# Interlocking plastic foundations



## GarethT (8 Jan 2015)

Hi Guys

I am starting to plan my workshop build (12x10) and am trying to decide on a foundation to put it on.

I don't want to go down the solid slab route so have been looking at more cost effective solutions (I've a limited budget for the base and the shed construction).

During my browsing I came across some plastic interlocking foundation systems, which according to one producer can hold 180 ton per square metre. Sounds impressive to me, but I don't have a clue. :? 

Or I could go down the breeze block pillar route.

Both of these will allow me to build a base on, the interlocking system would give a more solid foundation compared to the pillar setup.

Has anyone used this system and got any feedback on it or can you suggest an alternative?

Thanks in advance.


----------



## SlowSteve (8 Jan 2015)

Hi,

I don't know much about the plastic foundation route, but have you got some different quotes for the concrete foundation.

This summer I laid two concrete drives at my house. I found a big variation in the prices of the concrete guys, and found that the smaller companies, who do a "mix on site" service, so you can use smaller loads, are a lot cheaper. For a 6 inch deep slab for your foundations, from the company I ended up using, you would pay around £90 for the pour. Where as a very well known company would charge you around £280 for that same slab as you have to pay a part loading fee.

I am not sure how much you are looking at for the plastic system, but £90 may be within your budget.

However, depending on your soil type, going down the "pillar on breezeblock" route will be a lot cheaper, but it will end up needing more timber for the floor - this may or may not end up being more cost than the concrete slab depending on how sturdy you make it.
________
## Task list
- a) According to the thread, about how much would the smaller mix-on-site company charge to pour a 6 inch deep slab for the foundation?
- b) Summarize the thread in two sentences.

## Provided material
________
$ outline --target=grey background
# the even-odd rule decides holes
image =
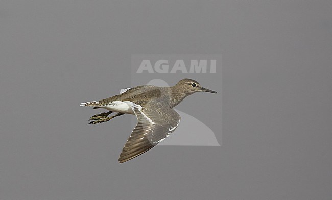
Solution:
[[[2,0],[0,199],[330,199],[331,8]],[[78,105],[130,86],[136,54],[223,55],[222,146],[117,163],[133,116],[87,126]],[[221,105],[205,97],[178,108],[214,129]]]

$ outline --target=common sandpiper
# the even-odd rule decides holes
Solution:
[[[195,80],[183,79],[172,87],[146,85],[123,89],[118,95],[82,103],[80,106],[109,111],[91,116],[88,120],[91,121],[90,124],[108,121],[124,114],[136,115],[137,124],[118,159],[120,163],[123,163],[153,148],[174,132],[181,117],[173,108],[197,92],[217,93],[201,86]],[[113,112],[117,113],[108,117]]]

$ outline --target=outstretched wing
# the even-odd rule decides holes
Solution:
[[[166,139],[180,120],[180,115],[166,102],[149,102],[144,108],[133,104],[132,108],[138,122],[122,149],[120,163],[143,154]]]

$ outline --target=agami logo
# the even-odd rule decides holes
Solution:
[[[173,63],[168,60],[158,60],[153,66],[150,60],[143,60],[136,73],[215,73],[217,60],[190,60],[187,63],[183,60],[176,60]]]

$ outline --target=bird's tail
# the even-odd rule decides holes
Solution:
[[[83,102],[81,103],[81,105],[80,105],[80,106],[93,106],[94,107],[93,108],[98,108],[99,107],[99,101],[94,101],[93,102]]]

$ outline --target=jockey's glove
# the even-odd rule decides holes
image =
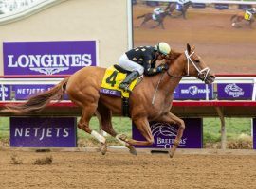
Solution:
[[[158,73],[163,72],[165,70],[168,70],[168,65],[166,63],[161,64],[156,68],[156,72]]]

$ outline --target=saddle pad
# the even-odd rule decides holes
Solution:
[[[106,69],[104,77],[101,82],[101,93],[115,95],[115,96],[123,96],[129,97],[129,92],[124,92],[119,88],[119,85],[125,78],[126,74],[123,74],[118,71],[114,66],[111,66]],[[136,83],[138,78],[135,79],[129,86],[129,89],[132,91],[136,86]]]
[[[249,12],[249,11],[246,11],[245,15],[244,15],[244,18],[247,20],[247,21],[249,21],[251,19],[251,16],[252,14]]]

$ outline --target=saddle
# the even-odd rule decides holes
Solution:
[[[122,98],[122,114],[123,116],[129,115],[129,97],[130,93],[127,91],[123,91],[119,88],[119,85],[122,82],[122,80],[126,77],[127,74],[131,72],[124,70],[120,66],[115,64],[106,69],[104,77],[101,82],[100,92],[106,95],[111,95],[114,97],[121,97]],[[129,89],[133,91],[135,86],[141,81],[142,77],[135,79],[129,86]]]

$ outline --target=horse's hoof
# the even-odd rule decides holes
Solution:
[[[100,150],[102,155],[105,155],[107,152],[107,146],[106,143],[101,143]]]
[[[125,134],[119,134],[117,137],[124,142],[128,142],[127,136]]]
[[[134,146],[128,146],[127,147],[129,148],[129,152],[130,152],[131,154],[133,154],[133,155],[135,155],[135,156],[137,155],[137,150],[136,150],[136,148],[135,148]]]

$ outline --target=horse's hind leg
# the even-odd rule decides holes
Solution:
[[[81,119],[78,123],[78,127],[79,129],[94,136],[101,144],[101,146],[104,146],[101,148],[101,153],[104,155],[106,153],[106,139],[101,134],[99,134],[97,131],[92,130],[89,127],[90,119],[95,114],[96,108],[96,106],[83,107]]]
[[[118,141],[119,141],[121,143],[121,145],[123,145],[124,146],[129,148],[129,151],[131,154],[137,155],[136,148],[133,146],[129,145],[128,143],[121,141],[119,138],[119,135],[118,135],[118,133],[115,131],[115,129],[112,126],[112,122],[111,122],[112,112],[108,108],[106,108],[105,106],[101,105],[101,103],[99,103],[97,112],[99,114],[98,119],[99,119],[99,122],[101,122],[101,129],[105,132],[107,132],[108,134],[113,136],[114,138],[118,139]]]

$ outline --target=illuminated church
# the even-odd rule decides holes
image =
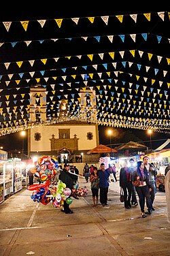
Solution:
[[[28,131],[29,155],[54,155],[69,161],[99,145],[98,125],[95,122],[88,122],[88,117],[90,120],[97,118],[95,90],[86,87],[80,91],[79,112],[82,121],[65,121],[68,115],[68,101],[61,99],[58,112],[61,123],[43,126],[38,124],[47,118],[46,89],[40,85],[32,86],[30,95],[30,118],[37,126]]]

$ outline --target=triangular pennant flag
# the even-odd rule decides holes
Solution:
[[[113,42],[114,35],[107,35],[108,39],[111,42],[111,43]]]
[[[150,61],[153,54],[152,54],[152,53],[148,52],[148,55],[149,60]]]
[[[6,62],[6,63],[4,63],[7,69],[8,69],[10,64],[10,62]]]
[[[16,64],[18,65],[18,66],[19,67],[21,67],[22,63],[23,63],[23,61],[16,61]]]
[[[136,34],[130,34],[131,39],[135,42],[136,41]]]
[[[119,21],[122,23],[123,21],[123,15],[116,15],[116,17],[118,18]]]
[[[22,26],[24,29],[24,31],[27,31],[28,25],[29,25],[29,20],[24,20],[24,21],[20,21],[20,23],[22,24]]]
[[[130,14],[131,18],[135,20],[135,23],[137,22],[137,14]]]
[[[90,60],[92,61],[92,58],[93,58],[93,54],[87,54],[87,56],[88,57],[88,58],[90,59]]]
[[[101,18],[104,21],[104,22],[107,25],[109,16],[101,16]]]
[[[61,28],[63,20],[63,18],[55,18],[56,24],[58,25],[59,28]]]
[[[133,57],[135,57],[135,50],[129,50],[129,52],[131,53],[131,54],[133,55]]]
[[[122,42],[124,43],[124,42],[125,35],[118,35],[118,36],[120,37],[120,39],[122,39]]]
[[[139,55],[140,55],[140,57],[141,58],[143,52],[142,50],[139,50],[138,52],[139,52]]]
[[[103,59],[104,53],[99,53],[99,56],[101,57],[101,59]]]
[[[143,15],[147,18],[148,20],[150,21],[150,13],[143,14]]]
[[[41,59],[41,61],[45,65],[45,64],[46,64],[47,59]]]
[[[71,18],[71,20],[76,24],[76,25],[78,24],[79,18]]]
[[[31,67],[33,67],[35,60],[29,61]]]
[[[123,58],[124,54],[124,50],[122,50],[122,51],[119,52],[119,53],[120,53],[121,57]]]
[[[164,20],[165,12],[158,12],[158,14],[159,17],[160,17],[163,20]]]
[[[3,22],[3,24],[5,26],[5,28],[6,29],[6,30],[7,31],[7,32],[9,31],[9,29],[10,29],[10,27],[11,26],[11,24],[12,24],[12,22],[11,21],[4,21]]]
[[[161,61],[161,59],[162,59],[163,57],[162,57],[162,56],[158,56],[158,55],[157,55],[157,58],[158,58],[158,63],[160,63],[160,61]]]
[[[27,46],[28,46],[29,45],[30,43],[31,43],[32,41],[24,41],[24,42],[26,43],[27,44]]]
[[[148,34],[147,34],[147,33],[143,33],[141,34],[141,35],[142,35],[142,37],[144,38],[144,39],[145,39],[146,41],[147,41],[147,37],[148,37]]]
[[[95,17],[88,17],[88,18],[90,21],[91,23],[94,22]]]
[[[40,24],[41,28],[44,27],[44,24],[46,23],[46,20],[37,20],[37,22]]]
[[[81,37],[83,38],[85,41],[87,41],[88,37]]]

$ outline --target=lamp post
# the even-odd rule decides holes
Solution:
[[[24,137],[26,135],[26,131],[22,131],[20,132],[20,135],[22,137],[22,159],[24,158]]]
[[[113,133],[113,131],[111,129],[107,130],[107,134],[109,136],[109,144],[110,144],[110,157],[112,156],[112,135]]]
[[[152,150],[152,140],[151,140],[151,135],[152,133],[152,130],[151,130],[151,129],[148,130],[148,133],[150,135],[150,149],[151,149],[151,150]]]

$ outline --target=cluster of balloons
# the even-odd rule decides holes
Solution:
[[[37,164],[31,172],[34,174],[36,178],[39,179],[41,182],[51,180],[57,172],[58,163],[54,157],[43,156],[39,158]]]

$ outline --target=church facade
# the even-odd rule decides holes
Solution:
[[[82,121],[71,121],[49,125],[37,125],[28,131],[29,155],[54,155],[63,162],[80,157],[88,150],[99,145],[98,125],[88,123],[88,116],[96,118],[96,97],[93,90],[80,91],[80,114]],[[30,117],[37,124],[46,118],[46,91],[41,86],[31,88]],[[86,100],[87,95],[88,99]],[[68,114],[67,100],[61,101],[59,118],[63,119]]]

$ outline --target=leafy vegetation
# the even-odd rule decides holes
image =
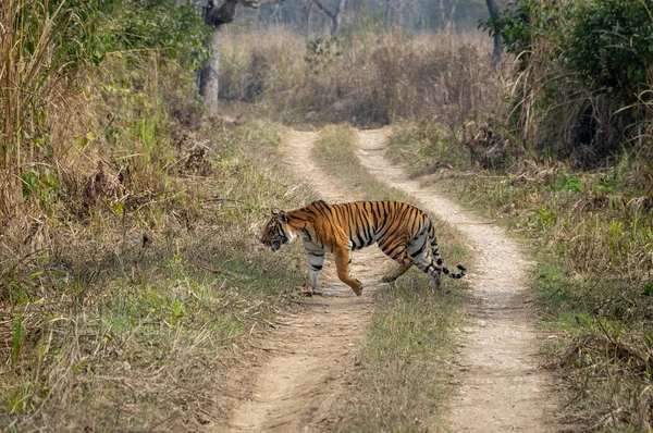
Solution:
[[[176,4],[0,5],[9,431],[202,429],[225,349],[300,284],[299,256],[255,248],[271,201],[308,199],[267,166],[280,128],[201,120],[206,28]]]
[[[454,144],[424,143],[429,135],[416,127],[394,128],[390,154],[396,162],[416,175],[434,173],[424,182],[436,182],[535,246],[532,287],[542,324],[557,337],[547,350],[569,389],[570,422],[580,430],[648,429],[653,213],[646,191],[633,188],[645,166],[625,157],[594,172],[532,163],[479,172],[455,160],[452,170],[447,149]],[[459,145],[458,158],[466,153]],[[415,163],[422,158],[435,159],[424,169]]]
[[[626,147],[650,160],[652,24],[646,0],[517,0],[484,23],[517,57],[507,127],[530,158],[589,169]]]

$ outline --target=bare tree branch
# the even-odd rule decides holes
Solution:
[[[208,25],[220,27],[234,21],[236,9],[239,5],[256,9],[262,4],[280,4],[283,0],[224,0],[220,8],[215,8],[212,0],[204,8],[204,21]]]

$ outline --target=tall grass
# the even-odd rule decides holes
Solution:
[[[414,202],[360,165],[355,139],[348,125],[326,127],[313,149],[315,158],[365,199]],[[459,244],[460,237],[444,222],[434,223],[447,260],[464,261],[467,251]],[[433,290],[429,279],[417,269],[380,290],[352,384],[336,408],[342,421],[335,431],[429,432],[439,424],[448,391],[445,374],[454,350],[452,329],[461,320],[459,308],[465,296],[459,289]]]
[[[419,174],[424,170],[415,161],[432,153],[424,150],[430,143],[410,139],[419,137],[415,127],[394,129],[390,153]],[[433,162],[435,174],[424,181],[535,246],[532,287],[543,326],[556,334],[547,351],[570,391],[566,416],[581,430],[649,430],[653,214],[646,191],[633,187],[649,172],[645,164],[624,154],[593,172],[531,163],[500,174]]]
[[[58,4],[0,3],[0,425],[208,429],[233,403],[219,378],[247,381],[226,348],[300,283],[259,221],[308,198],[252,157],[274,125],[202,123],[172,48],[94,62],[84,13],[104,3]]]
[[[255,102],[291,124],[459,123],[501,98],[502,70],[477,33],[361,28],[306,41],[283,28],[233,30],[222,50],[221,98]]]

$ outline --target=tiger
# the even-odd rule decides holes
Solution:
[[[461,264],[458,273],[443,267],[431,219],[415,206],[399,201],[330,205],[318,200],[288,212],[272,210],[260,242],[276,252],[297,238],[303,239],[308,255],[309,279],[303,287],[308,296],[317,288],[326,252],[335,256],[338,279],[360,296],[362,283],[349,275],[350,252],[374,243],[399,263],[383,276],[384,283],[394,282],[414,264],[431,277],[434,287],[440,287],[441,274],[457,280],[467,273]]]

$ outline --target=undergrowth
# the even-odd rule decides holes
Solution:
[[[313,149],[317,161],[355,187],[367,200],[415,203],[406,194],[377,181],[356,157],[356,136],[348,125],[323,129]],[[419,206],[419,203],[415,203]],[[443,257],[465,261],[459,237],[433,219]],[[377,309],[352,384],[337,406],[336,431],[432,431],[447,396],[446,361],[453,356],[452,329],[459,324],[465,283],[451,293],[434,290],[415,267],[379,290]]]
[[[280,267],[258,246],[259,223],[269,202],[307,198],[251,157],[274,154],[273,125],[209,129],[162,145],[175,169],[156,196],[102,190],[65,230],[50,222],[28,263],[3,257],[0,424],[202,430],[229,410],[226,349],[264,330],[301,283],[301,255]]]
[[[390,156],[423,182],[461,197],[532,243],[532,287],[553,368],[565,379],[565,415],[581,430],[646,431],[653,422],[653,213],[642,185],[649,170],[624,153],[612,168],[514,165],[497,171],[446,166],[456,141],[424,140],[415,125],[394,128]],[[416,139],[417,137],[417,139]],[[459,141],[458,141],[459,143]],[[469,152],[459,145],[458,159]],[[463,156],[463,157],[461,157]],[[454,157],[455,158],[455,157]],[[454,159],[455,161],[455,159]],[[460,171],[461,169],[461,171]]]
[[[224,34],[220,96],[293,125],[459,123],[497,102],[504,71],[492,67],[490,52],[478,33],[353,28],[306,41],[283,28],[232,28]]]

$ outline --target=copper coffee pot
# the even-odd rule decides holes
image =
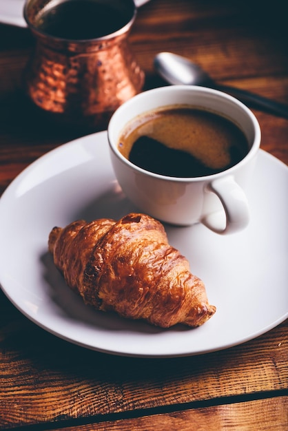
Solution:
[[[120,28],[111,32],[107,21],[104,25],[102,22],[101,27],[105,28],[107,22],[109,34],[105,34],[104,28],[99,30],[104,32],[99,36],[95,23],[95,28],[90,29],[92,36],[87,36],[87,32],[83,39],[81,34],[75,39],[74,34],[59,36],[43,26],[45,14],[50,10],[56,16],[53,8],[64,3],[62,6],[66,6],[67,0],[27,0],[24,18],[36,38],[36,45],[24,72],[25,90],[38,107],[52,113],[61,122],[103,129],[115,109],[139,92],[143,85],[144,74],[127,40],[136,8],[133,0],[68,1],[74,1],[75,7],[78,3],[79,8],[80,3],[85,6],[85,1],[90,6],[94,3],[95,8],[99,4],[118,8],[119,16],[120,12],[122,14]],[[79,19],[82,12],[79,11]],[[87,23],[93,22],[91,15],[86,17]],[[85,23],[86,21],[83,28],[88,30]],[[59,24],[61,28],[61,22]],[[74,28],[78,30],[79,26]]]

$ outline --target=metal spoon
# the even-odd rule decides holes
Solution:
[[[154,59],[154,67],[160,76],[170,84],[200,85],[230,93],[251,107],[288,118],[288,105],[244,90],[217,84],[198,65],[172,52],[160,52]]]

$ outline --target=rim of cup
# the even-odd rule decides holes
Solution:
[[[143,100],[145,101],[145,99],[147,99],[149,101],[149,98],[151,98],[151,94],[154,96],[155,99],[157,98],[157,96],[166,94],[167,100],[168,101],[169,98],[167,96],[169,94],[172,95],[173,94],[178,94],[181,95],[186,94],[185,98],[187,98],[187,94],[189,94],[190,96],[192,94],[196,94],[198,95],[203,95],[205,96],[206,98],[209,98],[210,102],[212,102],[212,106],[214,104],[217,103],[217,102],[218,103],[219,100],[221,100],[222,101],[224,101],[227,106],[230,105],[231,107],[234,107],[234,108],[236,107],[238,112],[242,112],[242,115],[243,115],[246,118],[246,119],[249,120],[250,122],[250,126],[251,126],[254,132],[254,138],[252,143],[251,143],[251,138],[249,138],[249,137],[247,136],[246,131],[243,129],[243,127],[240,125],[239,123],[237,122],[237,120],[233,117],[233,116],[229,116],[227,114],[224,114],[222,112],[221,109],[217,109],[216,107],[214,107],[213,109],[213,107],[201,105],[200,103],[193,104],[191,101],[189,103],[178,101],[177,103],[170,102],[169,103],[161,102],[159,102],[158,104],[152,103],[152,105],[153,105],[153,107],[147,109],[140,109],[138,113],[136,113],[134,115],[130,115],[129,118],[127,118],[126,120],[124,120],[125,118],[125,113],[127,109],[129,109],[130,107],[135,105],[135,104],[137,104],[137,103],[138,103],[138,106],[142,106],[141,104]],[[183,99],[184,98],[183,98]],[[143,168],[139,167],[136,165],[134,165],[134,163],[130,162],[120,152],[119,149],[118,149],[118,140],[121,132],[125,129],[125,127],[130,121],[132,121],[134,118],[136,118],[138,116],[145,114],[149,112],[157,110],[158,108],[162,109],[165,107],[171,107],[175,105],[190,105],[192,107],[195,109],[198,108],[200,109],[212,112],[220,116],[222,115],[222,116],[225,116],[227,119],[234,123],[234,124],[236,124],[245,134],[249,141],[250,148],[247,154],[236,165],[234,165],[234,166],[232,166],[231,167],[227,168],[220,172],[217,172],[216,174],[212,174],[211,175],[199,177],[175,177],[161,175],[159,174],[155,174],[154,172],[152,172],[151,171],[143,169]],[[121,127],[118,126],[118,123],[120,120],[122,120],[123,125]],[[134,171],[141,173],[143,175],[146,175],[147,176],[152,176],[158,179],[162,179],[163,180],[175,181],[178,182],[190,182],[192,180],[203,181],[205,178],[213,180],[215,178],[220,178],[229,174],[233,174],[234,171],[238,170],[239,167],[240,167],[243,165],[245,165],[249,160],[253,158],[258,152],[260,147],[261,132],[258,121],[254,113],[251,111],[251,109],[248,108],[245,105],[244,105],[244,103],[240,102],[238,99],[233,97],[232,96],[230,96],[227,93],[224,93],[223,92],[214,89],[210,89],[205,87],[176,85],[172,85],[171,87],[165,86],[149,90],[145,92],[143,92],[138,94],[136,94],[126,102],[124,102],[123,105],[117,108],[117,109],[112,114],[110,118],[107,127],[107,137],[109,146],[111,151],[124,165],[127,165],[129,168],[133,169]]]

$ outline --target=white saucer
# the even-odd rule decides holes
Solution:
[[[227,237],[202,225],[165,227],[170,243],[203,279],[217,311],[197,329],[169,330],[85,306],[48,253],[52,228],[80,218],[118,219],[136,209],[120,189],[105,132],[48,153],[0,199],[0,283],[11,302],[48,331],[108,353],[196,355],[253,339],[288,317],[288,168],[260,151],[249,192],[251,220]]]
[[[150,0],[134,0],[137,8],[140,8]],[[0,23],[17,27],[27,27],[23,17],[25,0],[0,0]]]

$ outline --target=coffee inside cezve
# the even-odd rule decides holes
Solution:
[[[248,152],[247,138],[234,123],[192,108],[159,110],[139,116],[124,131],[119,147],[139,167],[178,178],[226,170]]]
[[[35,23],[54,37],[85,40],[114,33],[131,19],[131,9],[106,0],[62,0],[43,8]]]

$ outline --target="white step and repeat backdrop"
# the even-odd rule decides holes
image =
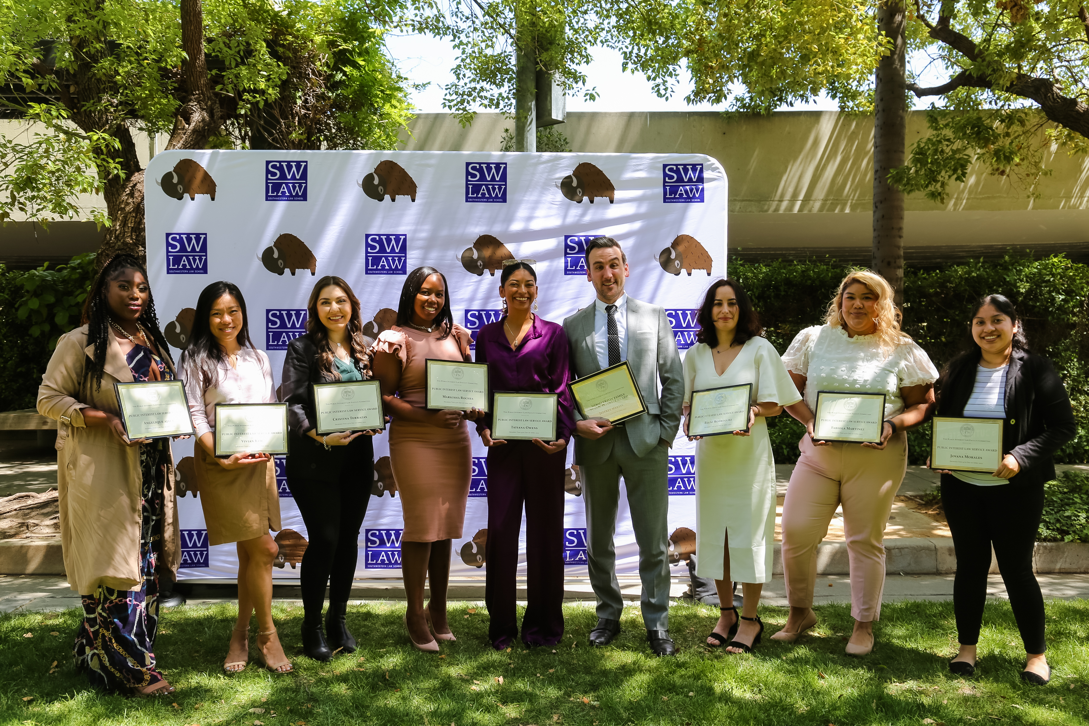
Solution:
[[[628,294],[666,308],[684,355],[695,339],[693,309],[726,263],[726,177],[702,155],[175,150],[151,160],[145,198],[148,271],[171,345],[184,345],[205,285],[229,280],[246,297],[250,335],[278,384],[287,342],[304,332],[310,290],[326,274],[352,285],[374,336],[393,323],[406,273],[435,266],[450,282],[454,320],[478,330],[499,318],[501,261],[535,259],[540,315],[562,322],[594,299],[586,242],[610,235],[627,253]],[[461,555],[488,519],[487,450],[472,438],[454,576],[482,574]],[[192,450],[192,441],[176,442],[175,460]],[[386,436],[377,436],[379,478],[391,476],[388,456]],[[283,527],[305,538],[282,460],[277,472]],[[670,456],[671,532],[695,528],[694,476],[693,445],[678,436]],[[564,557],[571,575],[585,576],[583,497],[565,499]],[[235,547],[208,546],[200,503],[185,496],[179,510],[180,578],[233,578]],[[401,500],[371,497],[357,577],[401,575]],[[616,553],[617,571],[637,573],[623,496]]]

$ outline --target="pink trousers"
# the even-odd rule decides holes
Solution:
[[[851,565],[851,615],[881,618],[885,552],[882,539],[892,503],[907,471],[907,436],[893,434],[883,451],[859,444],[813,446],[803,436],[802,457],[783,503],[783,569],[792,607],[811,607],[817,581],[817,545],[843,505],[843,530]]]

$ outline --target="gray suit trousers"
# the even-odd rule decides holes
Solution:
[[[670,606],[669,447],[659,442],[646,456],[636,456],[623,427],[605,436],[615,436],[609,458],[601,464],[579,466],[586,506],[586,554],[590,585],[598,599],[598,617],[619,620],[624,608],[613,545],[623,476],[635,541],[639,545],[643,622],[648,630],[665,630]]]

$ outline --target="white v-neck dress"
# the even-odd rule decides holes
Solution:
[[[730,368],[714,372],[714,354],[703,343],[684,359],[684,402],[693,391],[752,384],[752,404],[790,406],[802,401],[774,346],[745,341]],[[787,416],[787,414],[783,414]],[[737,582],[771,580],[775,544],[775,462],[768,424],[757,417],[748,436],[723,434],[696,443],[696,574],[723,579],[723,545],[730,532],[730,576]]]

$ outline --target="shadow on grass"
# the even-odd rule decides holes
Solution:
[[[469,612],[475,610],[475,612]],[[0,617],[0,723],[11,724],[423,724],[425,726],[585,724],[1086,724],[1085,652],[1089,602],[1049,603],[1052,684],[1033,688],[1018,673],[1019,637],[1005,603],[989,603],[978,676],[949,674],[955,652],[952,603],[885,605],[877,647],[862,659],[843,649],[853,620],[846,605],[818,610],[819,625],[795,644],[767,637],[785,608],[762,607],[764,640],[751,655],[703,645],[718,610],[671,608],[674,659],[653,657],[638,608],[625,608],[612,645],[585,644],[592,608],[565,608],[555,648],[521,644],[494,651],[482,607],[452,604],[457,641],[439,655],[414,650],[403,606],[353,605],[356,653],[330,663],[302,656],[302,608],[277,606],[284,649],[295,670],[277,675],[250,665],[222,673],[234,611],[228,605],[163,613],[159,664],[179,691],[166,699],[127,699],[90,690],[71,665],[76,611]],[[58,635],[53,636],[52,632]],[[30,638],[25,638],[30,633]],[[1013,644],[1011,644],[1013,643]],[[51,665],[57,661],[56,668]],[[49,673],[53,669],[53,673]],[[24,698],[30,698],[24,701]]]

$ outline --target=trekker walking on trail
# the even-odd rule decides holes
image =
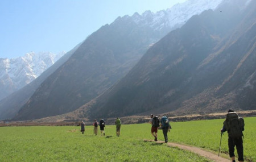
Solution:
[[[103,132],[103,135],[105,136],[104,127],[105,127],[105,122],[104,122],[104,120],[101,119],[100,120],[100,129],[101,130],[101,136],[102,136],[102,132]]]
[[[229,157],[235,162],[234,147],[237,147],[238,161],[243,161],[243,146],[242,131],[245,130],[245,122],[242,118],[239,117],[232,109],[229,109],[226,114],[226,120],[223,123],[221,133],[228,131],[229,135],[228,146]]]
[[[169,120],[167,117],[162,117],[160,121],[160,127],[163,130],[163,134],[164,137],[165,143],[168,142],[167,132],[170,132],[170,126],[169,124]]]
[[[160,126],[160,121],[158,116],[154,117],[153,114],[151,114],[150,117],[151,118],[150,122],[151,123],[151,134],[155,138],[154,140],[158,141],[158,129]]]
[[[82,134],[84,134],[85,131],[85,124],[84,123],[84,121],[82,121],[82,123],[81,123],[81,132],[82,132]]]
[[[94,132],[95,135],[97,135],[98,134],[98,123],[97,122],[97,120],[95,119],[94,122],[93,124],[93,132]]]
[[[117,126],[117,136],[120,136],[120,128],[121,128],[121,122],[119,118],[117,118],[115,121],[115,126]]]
________
## Task responses
- a) Around £90.

- b) GarethT is planning a 12x10 workshop on a limited budget and wants to avoid a solid slab, so he asks for feedback on plastic interlocking foundation systems or alternatives such as breeze block pillars. SlowSteve advises getting different quotes for concrete, noting that a smaller mix-on-site company would charge around £90 for a 6 inch slab versus about £280 from a well-known company, and adds that the pillar route, depending on soil type, would be a lot cheaper but needs more timber for the floor.